What the task asks
In the passage on the rrtc tool, what command installs a missing Ruby package?

This tool named "rrtc" (relaxed RTC) or "prtc" (probability-based RTC) weighted RTCs by their probability inferred by ancestral state reconstruction (ASR) in a rejection sampling framework. For example, the last common ancestor (LCA) of symbiont clade 1 may have a probability of 0.7 to be associated with bats, 0.2 with primates, and 0.1 being free-living, as inferred by (ASR). Hence, for any posterior samples of the times inferred by a MCMC molecular dating program, the tool considers the different probabilities of the ancestral hosts (states) and discard the posterior time samples accordingly.

Installation

Make sure RUBY is installed. Ensure the following RUBY packages have been installed. Otherwise, please use "gem install package_name" to install.

Recorded information

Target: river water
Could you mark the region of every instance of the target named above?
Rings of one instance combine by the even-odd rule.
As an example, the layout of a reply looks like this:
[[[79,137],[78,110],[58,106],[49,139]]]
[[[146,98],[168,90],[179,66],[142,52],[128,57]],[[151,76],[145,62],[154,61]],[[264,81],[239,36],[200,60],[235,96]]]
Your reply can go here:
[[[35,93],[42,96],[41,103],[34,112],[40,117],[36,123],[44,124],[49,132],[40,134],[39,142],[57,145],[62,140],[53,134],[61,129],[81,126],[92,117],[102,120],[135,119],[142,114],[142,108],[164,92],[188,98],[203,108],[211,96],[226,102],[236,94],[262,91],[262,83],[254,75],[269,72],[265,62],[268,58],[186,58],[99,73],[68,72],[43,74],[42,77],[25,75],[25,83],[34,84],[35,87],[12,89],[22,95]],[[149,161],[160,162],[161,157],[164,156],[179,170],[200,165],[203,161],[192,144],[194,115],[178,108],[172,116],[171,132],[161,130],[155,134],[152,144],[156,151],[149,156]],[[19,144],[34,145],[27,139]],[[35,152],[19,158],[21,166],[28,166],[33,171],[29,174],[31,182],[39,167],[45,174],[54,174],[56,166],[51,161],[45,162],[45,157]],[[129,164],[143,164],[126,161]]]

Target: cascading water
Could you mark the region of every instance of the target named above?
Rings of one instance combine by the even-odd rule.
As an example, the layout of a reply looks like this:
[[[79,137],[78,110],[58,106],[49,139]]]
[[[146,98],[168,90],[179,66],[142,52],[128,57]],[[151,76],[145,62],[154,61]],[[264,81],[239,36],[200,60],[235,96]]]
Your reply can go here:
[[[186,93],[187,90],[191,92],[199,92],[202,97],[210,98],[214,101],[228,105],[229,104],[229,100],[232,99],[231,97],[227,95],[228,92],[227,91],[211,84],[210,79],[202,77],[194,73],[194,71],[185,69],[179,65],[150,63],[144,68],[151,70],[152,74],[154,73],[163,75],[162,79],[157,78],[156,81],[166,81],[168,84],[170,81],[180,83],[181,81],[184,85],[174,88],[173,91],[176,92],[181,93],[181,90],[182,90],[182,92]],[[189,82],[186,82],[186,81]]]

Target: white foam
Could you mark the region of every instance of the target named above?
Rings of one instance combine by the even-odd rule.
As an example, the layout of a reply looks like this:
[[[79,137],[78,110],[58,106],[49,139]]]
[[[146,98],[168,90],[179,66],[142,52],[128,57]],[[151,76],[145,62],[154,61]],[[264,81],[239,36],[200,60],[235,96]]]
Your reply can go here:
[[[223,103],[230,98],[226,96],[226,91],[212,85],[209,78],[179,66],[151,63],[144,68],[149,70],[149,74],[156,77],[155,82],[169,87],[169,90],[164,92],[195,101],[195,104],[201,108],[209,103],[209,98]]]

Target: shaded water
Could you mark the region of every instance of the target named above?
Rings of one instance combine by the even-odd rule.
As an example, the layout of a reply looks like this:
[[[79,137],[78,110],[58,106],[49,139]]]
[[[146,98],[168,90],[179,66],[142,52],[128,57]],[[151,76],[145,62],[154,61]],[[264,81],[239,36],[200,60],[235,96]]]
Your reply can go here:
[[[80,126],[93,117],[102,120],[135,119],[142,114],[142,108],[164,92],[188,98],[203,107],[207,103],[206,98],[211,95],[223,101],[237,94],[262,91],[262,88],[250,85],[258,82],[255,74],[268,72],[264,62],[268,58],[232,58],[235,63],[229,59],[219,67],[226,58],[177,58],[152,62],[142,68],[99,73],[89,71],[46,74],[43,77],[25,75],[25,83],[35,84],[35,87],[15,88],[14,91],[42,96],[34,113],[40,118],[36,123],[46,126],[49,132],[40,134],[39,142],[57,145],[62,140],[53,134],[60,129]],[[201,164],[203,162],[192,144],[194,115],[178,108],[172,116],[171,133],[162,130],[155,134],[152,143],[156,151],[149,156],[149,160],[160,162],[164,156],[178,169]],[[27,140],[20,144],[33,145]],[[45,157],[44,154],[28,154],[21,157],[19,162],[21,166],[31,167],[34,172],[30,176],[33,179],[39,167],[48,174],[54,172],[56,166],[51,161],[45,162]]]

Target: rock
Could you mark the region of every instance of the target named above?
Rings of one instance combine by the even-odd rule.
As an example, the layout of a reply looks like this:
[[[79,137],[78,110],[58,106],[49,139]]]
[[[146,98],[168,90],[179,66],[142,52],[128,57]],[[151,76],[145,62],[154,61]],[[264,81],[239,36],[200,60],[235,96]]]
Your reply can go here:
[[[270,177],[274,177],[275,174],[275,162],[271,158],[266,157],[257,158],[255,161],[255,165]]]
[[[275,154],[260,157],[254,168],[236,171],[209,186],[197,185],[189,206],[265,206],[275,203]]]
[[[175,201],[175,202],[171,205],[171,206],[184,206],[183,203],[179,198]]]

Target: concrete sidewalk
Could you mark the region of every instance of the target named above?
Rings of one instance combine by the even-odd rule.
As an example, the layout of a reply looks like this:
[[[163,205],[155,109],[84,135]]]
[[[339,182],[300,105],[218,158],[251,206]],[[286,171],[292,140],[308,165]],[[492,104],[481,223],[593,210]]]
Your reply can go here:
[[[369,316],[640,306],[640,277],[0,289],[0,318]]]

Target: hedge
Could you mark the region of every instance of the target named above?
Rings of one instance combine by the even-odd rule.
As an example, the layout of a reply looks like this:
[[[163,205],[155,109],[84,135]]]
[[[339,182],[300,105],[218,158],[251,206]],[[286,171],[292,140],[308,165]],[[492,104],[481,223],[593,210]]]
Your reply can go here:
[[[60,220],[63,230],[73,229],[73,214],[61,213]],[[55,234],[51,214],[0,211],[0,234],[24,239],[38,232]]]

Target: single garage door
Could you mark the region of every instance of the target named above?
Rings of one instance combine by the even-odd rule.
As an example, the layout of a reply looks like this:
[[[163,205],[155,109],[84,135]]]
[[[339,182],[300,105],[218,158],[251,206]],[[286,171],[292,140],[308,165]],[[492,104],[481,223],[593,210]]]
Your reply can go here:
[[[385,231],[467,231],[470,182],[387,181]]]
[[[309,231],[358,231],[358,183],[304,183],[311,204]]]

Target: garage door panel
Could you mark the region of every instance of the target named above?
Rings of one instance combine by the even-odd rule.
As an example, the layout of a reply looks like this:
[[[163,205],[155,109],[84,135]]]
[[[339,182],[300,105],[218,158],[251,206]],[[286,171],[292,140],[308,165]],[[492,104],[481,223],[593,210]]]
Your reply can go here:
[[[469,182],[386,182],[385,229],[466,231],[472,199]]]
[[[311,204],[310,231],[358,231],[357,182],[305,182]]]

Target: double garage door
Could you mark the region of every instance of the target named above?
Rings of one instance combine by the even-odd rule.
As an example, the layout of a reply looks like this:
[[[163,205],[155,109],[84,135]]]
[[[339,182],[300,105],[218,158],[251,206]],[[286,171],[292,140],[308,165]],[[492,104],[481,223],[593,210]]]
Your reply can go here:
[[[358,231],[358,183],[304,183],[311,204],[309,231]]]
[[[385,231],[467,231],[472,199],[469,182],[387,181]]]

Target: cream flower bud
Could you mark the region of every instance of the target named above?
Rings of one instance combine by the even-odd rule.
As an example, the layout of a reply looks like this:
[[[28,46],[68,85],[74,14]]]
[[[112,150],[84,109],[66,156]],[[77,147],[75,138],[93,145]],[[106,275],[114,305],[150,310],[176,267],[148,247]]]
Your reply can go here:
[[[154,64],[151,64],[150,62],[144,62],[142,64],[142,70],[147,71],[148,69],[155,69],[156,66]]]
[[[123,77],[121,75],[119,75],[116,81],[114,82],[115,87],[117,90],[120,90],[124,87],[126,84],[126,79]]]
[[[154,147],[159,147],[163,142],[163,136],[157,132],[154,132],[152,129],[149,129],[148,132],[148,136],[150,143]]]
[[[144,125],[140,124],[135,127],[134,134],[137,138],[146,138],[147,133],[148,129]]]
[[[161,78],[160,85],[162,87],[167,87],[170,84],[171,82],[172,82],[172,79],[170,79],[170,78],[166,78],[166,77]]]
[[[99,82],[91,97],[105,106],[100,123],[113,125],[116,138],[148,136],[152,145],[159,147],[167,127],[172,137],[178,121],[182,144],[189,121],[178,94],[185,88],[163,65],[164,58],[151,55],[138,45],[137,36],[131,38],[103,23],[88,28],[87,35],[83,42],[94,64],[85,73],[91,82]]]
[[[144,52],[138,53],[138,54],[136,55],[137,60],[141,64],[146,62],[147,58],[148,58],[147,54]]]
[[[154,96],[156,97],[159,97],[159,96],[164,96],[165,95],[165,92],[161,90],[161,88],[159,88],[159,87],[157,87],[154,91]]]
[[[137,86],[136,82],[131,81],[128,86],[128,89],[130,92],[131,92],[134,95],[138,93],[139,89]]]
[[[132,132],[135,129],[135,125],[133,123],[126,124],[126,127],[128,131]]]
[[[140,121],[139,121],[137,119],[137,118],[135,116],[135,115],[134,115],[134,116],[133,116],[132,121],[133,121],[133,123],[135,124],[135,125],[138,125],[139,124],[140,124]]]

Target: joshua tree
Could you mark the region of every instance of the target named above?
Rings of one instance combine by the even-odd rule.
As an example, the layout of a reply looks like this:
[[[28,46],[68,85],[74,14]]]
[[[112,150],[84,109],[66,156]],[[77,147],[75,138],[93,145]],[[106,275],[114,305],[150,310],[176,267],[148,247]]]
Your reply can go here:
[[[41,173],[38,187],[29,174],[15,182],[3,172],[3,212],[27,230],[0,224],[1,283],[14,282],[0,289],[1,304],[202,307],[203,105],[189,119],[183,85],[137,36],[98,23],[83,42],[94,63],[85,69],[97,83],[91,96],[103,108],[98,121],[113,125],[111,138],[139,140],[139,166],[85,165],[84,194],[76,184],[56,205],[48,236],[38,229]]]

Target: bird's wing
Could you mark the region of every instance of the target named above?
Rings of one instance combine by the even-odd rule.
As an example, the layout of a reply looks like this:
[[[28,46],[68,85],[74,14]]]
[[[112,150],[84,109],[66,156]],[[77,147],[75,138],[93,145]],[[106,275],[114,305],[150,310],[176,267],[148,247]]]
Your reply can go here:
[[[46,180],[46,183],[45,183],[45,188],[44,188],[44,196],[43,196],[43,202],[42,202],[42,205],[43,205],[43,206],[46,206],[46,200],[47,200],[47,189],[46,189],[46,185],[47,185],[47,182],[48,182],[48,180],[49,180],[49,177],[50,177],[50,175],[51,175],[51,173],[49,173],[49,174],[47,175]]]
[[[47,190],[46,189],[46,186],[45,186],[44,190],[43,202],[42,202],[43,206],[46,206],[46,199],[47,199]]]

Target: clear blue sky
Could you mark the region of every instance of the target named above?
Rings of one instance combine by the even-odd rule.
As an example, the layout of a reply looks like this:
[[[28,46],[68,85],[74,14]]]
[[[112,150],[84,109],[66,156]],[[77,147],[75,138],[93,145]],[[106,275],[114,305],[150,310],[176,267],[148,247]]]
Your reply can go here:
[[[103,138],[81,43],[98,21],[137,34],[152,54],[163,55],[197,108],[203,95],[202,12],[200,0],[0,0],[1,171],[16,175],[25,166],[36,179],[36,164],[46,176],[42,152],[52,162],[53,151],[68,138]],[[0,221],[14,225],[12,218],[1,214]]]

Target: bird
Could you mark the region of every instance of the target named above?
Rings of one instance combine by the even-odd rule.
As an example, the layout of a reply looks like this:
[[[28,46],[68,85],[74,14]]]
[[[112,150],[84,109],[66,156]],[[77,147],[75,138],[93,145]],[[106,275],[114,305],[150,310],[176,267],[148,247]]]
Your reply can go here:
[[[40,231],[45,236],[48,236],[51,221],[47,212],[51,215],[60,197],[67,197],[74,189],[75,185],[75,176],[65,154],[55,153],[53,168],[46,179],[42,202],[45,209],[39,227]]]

==

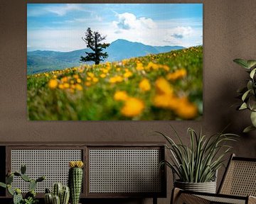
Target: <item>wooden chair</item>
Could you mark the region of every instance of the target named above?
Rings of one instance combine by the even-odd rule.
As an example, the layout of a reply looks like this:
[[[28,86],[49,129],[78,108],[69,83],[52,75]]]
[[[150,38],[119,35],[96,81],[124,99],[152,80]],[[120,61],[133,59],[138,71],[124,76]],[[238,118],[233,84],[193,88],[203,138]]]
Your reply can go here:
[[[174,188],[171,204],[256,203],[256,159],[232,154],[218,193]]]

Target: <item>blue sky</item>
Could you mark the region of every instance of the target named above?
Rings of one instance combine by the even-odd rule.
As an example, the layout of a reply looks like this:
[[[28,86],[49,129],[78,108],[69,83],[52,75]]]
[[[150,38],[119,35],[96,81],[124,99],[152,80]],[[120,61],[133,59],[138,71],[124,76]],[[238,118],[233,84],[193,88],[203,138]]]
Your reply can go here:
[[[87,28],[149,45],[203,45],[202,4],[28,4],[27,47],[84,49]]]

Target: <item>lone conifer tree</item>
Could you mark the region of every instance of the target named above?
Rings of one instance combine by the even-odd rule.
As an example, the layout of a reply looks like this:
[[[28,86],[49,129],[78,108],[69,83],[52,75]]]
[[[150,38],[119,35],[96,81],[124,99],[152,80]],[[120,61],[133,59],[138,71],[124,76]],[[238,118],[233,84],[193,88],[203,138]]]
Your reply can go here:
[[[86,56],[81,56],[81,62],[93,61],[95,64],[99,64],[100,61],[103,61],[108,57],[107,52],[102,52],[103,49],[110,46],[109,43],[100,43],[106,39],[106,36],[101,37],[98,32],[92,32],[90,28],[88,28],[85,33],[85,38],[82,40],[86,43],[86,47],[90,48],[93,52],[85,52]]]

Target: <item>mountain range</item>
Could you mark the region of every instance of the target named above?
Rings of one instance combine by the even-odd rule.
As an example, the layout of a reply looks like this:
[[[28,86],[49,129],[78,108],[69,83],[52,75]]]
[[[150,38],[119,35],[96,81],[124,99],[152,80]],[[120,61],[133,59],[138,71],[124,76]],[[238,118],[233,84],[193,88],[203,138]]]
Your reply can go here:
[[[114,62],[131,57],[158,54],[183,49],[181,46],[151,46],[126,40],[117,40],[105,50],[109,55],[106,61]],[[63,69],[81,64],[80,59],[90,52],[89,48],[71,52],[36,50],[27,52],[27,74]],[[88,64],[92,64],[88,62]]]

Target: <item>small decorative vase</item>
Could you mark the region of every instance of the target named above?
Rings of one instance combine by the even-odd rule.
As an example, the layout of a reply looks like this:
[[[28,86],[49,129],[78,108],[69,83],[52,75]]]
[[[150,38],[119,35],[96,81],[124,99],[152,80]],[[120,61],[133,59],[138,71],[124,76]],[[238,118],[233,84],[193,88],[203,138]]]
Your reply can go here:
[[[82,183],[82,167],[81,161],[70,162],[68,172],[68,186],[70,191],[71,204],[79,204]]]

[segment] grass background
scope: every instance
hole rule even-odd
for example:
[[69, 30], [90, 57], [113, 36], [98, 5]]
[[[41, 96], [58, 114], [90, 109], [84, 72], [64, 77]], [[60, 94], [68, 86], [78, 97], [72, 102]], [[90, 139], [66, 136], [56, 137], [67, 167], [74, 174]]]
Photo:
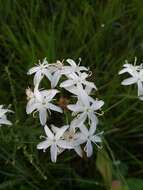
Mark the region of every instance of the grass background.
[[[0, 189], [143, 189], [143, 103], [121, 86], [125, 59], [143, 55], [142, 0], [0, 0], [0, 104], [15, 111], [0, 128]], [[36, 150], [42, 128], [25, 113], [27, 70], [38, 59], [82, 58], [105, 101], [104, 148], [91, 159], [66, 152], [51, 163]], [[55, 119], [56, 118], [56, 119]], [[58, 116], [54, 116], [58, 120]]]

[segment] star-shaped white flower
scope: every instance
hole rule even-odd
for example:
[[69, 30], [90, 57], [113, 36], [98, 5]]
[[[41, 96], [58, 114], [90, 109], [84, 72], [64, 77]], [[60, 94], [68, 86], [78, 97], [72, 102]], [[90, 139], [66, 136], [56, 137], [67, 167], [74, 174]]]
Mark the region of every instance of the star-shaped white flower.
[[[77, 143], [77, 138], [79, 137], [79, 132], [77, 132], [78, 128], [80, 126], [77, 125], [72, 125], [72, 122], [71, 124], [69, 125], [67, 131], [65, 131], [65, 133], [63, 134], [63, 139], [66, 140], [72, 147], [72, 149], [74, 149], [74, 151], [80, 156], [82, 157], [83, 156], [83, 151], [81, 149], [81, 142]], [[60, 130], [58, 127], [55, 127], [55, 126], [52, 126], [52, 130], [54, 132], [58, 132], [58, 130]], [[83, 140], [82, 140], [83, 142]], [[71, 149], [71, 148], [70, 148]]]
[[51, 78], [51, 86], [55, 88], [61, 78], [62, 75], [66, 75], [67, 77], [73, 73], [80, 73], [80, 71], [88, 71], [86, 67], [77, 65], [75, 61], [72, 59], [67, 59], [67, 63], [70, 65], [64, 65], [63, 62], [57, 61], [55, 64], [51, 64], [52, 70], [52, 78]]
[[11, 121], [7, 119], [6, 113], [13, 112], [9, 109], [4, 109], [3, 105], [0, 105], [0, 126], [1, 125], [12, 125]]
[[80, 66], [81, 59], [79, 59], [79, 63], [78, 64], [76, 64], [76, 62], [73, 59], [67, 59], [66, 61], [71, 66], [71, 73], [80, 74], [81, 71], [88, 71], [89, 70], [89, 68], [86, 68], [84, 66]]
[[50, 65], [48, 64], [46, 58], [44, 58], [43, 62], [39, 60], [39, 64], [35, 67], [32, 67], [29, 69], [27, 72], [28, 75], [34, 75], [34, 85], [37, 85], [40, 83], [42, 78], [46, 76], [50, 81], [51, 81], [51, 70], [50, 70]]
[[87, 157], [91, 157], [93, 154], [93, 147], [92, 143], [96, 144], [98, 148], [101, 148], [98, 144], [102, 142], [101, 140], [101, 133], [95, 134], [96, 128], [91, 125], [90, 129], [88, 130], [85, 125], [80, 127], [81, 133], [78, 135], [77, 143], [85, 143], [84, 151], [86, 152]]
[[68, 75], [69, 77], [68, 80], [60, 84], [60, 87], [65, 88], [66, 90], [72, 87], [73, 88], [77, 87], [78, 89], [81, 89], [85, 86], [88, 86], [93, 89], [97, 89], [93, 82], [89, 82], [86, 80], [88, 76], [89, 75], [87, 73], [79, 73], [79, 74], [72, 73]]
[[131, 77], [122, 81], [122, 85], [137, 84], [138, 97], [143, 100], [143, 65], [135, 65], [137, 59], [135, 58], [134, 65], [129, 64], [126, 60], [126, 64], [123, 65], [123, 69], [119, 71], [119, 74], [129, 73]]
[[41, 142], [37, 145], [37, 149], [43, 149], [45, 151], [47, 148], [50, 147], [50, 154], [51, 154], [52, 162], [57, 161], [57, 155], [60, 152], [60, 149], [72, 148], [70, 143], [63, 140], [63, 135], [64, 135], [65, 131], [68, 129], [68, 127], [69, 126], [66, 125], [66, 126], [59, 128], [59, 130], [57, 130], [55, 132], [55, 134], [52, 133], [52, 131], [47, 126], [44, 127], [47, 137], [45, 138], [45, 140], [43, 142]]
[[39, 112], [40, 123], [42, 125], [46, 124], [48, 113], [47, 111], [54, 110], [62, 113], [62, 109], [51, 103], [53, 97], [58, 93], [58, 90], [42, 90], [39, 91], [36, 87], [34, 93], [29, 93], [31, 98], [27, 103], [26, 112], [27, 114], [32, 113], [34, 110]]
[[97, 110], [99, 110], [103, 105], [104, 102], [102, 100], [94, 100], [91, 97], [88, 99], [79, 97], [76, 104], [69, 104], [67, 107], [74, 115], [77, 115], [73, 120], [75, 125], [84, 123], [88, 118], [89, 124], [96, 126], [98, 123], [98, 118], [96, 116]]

* * *

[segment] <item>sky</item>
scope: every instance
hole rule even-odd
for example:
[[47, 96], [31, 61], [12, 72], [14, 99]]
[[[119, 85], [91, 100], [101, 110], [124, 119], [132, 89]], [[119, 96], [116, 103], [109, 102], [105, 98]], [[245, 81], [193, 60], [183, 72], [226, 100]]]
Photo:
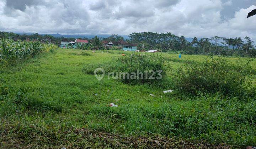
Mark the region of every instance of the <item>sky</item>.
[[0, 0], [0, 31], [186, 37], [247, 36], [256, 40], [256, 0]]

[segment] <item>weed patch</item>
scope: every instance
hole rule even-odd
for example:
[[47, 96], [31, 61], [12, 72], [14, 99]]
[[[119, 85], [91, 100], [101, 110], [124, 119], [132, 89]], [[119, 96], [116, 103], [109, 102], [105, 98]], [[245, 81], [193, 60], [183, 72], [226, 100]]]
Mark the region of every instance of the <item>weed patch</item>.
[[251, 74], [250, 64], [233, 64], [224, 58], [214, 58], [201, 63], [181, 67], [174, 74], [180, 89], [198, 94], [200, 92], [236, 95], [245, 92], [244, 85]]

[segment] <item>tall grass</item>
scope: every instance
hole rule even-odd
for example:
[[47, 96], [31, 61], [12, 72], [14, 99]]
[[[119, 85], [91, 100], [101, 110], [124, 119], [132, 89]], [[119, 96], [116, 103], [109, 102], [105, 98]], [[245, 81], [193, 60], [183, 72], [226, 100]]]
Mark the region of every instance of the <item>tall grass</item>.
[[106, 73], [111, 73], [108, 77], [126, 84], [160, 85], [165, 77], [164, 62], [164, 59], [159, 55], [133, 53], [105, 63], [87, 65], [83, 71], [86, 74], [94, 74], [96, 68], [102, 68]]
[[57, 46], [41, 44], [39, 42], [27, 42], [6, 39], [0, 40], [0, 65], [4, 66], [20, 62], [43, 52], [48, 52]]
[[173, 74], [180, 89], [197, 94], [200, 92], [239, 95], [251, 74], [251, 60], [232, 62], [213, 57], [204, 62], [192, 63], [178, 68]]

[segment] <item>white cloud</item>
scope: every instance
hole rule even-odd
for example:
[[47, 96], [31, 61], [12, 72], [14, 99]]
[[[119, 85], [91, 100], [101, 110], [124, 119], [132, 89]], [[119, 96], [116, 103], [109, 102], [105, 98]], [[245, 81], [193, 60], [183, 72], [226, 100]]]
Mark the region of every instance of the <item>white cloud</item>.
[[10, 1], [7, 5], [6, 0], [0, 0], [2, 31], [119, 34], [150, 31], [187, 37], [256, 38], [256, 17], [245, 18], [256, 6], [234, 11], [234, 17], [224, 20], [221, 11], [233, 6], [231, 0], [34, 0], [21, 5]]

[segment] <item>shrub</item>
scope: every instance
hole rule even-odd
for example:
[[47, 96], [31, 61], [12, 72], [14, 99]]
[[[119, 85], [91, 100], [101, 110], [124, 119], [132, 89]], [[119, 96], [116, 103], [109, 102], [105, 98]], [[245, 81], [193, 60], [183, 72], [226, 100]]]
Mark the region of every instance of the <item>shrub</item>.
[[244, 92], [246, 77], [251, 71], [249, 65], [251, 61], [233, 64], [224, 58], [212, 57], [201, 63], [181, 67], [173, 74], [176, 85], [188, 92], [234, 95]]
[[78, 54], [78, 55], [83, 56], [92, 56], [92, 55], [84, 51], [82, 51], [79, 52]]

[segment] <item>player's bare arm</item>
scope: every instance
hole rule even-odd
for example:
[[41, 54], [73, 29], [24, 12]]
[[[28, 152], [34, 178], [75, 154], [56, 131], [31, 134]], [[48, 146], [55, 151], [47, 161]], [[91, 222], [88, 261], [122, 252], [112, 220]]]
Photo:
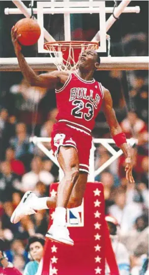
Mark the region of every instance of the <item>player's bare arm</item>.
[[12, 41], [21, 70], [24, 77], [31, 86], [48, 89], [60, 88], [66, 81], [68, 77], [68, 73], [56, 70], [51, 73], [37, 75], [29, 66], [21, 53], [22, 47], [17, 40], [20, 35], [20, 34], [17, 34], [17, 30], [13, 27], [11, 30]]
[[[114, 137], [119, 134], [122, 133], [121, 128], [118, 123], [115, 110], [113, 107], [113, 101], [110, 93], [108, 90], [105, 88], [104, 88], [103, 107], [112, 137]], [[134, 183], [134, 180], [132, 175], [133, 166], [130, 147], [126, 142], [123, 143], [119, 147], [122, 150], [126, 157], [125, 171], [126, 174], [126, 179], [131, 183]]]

Solution to the problem
gem install package_name